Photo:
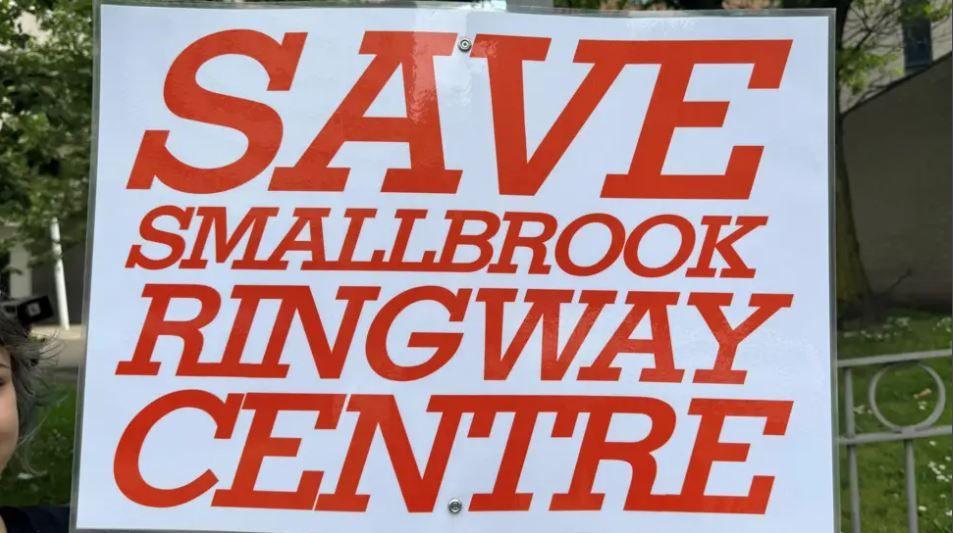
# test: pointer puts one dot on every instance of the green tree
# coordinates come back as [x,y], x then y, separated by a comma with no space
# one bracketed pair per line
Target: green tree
[865,50]
[45,95]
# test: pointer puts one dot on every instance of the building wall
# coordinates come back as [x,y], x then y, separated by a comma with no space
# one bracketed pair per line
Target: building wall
[889,39]
[898,156]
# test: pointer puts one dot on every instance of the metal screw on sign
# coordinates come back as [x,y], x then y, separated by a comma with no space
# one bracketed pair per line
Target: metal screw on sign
[455,506]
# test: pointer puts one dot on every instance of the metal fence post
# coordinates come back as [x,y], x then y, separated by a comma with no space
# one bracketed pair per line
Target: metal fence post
[853,482]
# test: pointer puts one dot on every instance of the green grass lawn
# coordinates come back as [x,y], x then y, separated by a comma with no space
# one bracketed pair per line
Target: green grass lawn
[906,397]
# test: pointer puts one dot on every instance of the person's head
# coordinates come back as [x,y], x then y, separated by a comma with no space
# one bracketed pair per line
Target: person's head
[19,359]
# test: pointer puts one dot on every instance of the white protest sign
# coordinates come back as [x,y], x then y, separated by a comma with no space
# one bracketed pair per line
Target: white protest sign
[449,269]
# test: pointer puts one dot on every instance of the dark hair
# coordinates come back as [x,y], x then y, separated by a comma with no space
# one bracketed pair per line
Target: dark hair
[26,353]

※ ※ ※

Challenge: Starting with the line containing "the metal screw on sign" and going on through the end of the items, write all those lines out again, including the requests, with 116 added to every number in the point coordinates given as answers.

Solution:
# test: pointer puts one dot on every instance of the metal screw on sign
# coordinates come back as [x,y], x then y, separated by a comma with no space
# one bracketed pair per line
Target: metal screw on sign
[571,622]
# test: pointer puts one dot on every instance of the metal fence post
# coordinates come back as [x,y], x then y, separated by a comma with no space
# one bracketed pair per line
Target: metal fence post
[969,598]
# test: pointer puts one dot on every instance of the green grass lawn
# coordinates come back as [x,y], x then y, separated by a comma with no space
# one bracketed pair per line
Target: green grass lawn
[1022,513]
# test: pointer puts one dot on every instance of the person's head
# coordinates come back as [x,y], x then y, separated by a comma with no space
# one bracketed pair per line
Target: person's head
[135,475]
# test: pointer puts one dot on every instance of the white protest sign
# coordinates come back as [x,y], x then y, separated by a comma with no space
# one bracketed pair per line
Target: white protest sign
[565,385]
# test: pointer puts one dot on every instance of the dark hair
# coordinates come back as [x,y], x then y, separated by a comma with no space
# one bracketed pair per line
Target: dark hair
[142,469]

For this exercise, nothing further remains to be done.